▸ WHAT YOU WILL DO: Pick out each line below that contains the word "tree", and copy those lines.

▸ RECORD LIST:
━━━━━━━━━━━━━━━━━━━━━━━━━━━━━━
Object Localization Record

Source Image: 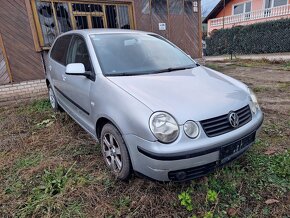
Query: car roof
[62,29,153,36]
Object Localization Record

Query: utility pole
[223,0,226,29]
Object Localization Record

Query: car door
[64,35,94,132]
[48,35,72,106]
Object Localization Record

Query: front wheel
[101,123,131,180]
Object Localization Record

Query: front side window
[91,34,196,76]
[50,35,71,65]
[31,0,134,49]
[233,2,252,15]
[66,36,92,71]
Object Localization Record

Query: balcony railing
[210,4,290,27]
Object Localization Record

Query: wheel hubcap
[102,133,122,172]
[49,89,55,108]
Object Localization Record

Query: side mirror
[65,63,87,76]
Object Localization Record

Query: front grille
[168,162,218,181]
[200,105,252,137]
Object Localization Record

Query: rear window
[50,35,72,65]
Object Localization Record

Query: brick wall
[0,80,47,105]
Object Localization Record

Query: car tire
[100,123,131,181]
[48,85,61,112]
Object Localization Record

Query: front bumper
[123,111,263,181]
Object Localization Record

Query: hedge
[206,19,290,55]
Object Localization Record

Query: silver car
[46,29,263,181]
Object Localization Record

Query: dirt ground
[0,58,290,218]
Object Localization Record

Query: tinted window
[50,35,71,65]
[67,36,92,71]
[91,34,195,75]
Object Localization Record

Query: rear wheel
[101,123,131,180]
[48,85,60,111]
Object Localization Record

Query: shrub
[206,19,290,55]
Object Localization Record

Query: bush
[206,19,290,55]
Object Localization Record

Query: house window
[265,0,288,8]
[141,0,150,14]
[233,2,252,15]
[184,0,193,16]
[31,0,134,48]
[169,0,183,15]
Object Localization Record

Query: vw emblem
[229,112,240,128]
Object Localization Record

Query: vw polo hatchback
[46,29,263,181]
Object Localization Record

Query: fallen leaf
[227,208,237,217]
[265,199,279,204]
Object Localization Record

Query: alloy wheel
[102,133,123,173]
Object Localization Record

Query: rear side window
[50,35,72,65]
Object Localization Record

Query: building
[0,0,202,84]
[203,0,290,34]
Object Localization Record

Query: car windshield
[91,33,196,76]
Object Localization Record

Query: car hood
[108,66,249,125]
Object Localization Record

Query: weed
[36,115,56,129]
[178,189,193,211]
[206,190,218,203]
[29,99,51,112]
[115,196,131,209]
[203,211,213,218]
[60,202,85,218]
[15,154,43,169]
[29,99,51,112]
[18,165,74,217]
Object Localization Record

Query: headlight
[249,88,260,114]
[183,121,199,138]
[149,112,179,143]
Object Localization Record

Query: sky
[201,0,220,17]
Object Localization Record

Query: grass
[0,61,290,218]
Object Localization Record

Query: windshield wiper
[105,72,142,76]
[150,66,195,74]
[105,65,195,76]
━━━━━━━━━━━━━━━━━━━━━━━━━━━━━━
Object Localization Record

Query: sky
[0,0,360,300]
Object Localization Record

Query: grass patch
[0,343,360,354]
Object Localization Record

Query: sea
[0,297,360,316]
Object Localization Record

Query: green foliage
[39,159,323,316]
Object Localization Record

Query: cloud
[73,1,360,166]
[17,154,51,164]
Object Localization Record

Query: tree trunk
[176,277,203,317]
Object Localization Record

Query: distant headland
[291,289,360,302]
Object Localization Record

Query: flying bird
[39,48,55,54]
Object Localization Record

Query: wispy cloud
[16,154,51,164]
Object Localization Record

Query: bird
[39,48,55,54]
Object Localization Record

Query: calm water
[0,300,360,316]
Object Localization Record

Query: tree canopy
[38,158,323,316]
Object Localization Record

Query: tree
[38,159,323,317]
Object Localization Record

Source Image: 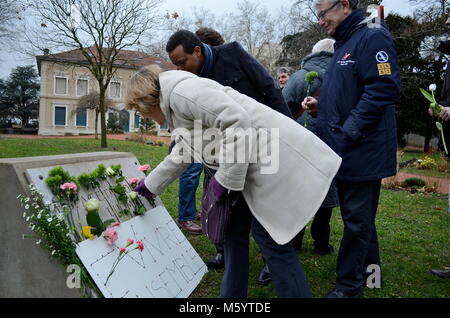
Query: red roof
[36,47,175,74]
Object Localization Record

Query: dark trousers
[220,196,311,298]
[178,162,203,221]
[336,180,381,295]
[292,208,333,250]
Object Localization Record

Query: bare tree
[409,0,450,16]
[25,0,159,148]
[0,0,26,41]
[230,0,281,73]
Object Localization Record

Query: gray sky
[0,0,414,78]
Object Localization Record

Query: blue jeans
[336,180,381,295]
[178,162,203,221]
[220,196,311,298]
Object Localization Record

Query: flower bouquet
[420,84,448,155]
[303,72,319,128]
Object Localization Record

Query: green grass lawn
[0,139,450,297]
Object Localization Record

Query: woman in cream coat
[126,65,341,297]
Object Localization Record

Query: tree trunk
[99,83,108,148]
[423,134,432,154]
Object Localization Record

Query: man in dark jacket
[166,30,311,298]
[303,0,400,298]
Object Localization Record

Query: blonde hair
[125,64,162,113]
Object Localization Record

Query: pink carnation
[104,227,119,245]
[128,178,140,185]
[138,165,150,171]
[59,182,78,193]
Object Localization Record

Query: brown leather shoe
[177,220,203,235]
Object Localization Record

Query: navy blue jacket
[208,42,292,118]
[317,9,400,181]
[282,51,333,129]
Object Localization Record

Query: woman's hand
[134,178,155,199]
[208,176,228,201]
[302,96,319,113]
━━━━━━━━━━━━━━━━━━━━━━━━━━━━━━
▸ SOLUTION BELOW:
Query: tree trunk
Query: tree canopy
Query: tree
Query: bare tree
Query: tree trunk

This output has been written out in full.